▶ **Brief**
Copy out the lines below word for word, from the line containing "Q: Locate the dark" through the line containing "[636, 1110, 715, 1200]", including both of those lines.

▶ **Information shown**

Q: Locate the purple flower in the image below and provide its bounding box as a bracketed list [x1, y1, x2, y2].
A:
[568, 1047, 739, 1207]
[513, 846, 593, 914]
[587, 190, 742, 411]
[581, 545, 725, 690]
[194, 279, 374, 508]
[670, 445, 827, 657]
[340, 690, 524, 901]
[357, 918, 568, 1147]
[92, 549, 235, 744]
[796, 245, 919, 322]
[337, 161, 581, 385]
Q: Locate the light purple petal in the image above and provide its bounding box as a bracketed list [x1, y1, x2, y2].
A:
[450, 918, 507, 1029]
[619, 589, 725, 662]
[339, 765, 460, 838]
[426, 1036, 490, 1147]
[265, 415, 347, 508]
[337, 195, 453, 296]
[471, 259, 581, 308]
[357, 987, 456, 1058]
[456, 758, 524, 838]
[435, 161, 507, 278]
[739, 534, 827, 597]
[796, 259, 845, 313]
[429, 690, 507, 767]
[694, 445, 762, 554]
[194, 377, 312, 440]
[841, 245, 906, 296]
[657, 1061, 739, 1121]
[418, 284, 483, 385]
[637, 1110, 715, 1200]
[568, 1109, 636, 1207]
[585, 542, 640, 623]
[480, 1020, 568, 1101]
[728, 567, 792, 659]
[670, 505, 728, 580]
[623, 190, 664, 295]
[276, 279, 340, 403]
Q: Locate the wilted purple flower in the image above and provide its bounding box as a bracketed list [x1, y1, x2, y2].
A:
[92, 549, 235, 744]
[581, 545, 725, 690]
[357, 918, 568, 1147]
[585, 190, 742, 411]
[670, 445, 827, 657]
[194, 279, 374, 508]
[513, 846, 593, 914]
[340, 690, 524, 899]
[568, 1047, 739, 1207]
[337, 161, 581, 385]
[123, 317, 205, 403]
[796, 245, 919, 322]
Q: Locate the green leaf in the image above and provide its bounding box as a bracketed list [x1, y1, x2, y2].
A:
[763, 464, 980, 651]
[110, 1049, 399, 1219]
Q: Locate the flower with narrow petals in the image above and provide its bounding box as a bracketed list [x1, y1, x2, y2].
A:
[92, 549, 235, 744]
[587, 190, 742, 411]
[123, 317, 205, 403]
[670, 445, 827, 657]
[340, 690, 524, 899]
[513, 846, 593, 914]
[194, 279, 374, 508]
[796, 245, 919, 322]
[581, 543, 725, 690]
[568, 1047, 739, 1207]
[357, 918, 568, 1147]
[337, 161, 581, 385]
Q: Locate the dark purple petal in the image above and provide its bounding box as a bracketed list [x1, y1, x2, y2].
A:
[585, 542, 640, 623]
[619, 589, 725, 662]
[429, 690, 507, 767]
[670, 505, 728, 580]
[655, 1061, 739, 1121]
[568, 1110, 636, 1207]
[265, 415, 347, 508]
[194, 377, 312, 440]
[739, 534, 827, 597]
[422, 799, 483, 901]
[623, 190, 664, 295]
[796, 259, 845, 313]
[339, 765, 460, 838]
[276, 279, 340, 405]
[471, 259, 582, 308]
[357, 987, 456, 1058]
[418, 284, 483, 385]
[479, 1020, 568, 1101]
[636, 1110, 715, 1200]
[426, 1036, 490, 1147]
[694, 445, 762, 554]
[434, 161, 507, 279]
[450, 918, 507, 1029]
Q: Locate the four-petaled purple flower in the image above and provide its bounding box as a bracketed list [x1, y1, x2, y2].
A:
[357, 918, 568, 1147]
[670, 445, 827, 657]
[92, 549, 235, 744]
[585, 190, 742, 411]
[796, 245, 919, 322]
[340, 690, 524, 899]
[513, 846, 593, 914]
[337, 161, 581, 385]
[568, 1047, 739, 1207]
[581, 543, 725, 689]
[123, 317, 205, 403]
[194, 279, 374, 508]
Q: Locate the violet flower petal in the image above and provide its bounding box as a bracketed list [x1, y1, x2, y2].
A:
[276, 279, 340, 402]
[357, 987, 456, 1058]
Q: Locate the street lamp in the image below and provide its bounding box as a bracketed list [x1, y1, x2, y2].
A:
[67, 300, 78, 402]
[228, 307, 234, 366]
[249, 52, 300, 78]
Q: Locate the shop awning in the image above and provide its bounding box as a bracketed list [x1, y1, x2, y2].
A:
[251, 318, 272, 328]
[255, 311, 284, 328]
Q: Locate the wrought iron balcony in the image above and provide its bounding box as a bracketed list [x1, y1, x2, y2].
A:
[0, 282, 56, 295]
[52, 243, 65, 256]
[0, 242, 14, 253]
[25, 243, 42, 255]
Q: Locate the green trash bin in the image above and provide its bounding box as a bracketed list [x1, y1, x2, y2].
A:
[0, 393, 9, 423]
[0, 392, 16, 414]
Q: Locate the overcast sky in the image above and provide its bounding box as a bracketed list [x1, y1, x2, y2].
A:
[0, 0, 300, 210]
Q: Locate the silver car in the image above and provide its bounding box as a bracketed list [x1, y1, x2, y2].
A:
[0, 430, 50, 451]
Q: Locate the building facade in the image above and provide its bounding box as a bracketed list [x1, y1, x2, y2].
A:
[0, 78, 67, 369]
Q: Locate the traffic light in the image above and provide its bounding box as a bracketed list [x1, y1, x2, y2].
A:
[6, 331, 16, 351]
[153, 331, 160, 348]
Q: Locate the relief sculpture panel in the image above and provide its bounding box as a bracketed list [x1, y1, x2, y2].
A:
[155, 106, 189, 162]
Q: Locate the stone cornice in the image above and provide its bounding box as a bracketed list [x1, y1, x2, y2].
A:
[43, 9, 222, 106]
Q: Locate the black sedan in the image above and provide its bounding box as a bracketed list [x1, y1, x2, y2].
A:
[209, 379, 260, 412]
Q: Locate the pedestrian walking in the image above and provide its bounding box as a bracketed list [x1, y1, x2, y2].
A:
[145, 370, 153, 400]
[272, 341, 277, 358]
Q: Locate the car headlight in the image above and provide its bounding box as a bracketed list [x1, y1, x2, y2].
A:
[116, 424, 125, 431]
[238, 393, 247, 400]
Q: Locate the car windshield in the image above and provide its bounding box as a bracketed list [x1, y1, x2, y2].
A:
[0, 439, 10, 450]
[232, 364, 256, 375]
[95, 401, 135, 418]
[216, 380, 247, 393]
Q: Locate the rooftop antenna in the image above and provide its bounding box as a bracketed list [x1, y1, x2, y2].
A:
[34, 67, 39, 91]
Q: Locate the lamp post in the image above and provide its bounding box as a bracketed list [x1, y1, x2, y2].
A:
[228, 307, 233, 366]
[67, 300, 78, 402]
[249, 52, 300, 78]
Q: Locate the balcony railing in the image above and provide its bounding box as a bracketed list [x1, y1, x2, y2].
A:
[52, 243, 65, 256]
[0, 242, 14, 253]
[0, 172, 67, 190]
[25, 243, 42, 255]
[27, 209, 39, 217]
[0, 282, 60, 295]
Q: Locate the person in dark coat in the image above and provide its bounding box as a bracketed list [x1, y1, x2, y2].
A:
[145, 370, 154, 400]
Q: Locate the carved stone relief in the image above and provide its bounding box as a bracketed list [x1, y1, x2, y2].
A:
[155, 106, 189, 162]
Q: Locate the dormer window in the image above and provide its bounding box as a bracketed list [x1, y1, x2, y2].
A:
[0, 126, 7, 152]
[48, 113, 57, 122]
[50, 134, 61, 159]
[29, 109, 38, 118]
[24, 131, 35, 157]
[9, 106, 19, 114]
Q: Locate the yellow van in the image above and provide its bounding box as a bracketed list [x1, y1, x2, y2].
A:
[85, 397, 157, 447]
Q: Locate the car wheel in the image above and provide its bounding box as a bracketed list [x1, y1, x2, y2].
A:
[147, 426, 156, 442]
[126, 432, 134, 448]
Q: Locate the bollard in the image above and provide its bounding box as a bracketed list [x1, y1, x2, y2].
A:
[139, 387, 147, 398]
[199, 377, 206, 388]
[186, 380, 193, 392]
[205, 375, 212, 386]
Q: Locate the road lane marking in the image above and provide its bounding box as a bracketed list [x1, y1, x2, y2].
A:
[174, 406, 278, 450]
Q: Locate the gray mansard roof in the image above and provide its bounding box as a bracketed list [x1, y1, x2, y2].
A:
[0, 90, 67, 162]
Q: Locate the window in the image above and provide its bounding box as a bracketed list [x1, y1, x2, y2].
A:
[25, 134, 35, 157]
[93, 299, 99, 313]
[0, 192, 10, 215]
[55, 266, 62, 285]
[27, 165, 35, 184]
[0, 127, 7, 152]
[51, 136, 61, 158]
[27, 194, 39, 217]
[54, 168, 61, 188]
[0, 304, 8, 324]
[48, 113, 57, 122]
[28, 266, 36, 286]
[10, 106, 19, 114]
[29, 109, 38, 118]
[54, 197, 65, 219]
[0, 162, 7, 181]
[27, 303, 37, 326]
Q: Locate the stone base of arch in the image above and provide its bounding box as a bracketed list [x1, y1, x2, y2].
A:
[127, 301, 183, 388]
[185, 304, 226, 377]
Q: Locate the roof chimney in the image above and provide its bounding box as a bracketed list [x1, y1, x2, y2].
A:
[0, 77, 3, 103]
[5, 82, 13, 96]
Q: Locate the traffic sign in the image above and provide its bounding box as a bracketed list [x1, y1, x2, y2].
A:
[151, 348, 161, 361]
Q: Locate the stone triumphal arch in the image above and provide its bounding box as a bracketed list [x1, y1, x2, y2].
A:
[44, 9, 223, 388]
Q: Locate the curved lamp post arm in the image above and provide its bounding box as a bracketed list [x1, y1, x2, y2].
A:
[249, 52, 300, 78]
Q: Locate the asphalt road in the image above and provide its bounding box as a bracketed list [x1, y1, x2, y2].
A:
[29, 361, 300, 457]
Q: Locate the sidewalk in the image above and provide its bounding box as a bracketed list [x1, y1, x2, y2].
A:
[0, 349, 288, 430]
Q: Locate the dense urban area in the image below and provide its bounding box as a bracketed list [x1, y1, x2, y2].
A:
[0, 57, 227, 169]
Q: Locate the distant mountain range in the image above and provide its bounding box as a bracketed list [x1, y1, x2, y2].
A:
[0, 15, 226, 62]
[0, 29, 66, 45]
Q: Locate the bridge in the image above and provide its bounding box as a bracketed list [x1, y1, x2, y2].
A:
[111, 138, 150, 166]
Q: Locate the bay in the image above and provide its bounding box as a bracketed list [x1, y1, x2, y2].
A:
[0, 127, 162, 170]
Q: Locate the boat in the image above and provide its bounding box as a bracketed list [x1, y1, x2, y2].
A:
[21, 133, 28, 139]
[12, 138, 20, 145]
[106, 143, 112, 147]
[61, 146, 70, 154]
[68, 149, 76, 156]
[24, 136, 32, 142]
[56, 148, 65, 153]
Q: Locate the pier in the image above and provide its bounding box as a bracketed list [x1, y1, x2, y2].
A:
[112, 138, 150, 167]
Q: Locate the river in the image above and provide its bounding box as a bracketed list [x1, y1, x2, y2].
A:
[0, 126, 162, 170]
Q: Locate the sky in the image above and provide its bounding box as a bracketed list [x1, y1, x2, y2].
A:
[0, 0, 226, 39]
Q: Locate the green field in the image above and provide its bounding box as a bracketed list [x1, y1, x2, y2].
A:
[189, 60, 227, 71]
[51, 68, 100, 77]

▶ **Result of the exercise**
Q: Locate the dark purple petal in the image above and provide its bounding box as a bracketed list [x1, y1, x2, y2].
A:
[585, 542, 640, 623]
[619, 589, 725, 662]
[429, 690, 507, 767]
[670, 505, 728, 580]
[655, 1061, 739, 1121]
[568, 1110, 636, 1207]
[265, 415, 347, 508]
[194, 377, 312, 440]
[739, 534, 827, 597]
[422, 799, 483, 901]
[623, 190, 664, 295]
[796, 259, 845, 313]
[339, 765, 460, 838]
[276, 279, 340, 405]
[471, 259, 582, 308]
[357, 987, 456, 1058]
[418, 284, 483, 385]
[479, 1020, 568, 1101]
[636, 1110, 715, 1200]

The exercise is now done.